> [実施事項]:
1) エントリの先頭から「[(125, 125)]」を含む行まで（両端を含む）を、「white textured background」を「plain white backdrop」に置き換え、ほかは変えずに書き直してください。
2) 戦国史の本を紹介するブログ記事の続きを、最後の文のあとから書いてください。

> [原文抜粋]:
『2時間でおさらいできる戦国史』から抜粋

山の話ばかり書いていたら、これまた古い別のスタッフから、「やりたい放題ですね。ブログがどこに向かっているのかわかりません」とツッコまれました。厳しいスタッフばかりで気苦労が絶えません。
一応、文章が長いのと検索などで外から見にくる人のことを考えて、アップする場所をブログにしたのですが、やはり山の話はフェイスブックに書くべきでしたか。すみません。

さて今日は、月曜日から書店に並び始めた『2時間でおさらいできる戦国史』から、「はじめに」の部分を紹介します。

 戦国時代は人によって好き嫌いが分かれる時代です。嫌いな人からは「似たような名前ばかりでゴチャゴチャする」とか、「あちこちで戦いばかりおこっていてイヤ」と聞きます。たしかに戦国時代の本を読んでいると、私自身も人物関係がわからなくなってわずらわしく思うことがしばしばです。
 そこで、登場回数の少ない脇役を「おじ」や「弟」などと表し、もっと戦い以外の部分にもスポットをあてた本を書いてみたいと思いました。そうすることで人びとの本質を浮き立たせたいと考えたのです。今と変わらぬ人びとの思いにうなずく反面、当時の社会の残虐さには目を丸くするはずです。そのうえで現代を見つめ直せば、暴力が減っていることを実感できるでしょう。未来に希望さえ感じるかもしれません。
 戦国時代を学ぶことは、戦いにあけくれた時代を終わらせ、平和をつかんだ人びとを知ることでもあるのです。それは輝かしい偉業だと思いませんか?

> [記録データ]:
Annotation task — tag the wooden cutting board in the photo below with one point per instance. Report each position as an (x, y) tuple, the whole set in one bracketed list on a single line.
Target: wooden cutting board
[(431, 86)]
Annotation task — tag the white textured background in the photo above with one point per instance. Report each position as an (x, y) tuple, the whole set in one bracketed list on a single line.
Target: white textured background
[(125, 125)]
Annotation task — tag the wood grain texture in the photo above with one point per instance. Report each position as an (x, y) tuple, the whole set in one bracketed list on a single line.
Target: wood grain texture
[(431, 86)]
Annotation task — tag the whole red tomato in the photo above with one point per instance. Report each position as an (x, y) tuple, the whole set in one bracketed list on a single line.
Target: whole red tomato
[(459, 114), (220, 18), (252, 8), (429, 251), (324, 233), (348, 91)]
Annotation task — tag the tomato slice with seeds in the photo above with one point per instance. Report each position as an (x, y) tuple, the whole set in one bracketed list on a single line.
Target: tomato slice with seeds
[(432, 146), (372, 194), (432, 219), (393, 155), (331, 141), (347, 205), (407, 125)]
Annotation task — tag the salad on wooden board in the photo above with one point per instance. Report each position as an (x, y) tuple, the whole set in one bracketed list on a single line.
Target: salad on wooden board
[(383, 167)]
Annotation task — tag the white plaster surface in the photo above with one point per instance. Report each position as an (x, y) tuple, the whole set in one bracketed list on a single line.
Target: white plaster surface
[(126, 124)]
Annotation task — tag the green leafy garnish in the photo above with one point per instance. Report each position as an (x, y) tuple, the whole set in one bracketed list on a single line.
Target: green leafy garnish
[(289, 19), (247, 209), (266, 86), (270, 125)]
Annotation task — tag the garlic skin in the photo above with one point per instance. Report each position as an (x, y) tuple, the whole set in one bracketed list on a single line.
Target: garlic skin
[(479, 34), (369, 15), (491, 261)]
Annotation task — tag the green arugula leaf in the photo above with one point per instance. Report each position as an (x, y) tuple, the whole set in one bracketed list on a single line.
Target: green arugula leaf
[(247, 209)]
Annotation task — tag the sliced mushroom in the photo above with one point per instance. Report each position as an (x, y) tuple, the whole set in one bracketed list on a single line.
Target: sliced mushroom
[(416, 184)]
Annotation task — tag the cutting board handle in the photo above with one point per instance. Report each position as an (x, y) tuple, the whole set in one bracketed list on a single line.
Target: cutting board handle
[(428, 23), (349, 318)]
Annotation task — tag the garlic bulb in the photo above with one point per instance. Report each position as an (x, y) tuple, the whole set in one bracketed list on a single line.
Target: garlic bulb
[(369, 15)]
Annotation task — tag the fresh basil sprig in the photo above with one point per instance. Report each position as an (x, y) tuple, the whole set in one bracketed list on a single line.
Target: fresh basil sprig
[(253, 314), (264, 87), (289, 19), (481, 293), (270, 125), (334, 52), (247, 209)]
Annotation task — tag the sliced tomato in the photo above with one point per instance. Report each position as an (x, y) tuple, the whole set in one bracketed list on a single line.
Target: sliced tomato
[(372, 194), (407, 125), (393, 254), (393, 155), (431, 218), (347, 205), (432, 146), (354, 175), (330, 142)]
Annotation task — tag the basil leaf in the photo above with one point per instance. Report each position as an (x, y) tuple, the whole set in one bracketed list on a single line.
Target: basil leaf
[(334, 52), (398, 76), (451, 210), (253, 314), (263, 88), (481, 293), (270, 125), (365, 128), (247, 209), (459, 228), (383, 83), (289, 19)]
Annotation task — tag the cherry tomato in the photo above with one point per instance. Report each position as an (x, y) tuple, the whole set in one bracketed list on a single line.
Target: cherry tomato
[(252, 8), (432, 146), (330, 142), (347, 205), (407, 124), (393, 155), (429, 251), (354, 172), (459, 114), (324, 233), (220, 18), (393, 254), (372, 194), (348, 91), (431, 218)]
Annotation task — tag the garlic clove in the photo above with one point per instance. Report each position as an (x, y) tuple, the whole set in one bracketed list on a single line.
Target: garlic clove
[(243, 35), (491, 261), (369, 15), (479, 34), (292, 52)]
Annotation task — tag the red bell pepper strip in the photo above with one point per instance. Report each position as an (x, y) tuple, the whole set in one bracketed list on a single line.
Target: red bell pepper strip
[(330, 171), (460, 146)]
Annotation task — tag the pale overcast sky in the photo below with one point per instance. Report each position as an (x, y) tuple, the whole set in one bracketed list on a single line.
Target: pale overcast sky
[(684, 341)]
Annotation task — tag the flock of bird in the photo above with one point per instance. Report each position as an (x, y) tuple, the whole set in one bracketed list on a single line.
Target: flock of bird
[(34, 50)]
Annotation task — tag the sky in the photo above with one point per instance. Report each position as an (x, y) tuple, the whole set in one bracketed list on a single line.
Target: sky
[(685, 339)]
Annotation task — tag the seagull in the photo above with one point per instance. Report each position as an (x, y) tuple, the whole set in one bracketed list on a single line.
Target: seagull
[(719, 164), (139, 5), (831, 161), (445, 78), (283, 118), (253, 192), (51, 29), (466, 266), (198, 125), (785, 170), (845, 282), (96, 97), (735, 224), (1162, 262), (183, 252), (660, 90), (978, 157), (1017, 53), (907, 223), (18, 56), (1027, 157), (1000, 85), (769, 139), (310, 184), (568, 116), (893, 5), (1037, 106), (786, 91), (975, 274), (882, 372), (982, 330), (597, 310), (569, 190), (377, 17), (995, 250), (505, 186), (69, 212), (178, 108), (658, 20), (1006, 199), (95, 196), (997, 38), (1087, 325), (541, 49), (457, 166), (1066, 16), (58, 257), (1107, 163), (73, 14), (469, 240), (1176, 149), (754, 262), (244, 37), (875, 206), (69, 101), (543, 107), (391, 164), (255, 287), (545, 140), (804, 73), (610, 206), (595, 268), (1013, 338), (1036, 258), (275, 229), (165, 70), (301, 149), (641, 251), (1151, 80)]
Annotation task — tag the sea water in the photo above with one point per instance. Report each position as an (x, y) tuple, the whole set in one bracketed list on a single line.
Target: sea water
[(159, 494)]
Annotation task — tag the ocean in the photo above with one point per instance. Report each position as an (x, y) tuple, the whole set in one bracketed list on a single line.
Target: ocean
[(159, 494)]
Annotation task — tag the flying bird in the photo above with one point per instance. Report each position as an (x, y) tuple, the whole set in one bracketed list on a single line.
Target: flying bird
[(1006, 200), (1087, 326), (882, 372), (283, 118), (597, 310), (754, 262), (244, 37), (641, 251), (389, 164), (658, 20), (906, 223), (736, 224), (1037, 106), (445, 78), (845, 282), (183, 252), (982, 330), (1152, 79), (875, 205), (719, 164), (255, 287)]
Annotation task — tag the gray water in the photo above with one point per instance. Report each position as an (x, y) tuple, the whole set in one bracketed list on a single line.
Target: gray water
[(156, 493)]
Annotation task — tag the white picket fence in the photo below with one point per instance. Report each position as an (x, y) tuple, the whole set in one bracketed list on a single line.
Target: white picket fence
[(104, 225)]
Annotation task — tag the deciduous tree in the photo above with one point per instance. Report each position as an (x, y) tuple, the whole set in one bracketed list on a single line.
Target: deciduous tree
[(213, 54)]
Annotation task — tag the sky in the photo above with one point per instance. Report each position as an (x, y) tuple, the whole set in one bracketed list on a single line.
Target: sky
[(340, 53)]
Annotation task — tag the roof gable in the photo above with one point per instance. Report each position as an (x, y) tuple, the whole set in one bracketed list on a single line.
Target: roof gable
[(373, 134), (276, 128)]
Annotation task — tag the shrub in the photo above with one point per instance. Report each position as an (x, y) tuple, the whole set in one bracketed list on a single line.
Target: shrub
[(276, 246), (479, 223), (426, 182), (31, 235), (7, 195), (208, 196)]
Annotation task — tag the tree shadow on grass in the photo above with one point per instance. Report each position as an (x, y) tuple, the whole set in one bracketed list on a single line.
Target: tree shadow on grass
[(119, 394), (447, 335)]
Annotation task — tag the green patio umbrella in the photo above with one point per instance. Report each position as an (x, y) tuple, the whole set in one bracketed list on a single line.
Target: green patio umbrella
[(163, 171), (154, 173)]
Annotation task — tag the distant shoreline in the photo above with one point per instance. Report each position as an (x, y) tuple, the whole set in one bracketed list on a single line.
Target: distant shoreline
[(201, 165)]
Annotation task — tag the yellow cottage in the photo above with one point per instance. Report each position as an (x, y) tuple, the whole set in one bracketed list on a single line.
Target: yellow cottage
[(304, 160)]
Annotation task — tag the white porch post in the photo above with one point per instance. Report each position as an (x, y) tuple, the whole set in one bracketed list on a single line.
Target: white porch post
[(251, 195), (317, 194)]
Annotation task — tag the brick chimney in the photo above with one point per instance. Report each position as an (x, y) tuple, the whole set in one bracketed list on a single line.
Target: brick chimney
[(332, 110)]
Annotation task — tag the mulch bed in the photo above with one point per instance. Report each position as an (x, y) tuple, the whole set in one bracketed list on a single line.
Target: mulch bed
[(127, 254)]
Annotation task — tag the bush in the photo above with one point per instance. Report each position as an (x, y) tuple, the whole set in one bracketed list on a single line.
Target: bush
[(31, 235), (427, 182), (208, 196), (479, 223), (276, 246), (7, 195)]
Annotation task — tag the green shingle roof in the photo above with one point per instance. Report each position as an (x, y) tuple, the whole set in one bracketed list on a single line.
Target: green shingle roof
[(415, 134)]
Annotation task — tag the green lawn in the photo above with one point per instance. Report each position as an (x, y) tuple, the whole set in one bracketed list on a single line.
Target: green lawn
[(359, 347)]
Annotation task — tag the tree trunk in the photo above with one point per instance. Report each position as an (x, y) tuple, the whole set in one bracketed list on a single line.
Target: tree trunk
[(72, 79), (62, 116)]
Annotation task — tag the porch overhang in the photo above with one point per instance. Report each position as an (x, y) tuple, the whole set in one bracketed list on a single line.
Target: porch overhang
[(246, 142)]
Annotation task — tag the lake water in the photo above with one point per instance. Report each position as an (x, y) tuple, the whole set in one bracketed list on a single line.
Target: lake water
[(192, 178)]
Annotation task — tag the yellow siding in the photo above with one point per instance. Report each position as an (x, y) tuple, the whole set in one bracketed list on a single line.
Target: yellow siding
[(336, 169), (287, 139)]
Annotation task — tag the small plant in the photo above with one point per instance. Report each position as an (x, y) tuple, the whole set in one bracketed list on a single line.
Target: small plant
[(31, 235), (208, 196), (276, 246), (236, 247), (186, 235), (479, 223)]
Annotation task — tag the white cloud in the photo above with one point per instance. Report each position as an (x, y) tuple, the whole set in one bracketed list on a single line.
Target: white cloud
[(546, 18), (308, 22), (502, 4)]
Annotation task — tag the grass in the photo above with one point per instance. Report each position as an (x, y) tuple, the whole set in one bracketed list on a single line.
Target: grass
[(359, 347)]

> [回答一覧]:
1)
Annotation task — tag the wooden cutting board in the photo below with one point per instance. Report each position as an (x, y) tuple, the whole set in one bracketed list on a single line.
Target: wooden cutting board
[(431, 86)]
Annotation task — tag the plain white backdrop in the photo above with one point per instance. Report each position as an (x, y) tuple, the whole set in one bracketed list on a single line.
Target: plain white backdrop
[(125, 125)]

2)
 現在、私は予備校で日本史の講師をしています。さかのぼれば少年時代に戦国時代が好きだったことが発端です。歴史マンガから始まって、忍者、小説、城のプラモデル……と多くの戦国ファンが通る道を歩いてきました。
 ところが大学入試の日本史に携わるうちに、だんだん別の部分に目が向くようになりました。なぜなら入試では城の細かい知識やエピソードなど、まず出題されないからです。むしろ問われるのは、戦国大名の領国経営や農村社会のほうでした。そのおかげで自分の嗜好に偏ることなく、フラットに戦国時代を見わたせるようになりました。するとそこには、思いがけずおもしろい世界があったのです。
 この時代には幕府の力が地方におよびません。そのため各地で戦国大名たちがしのぎを削ってさまざまな政策をとり、また百姓たちもたくましく活動していました。「百姓」は江戸時代には農民をさしますが、それ以前は「百の姓を持つ人」つまり、農民を含む庶民のことです。公家や武士などはごく一部の存在にすぎません。大半をしめていたのは百姓なのですから、その動きを知らずに戦国時代をつかむことはできないでしょう。自分が偏っていたことに気がつきました。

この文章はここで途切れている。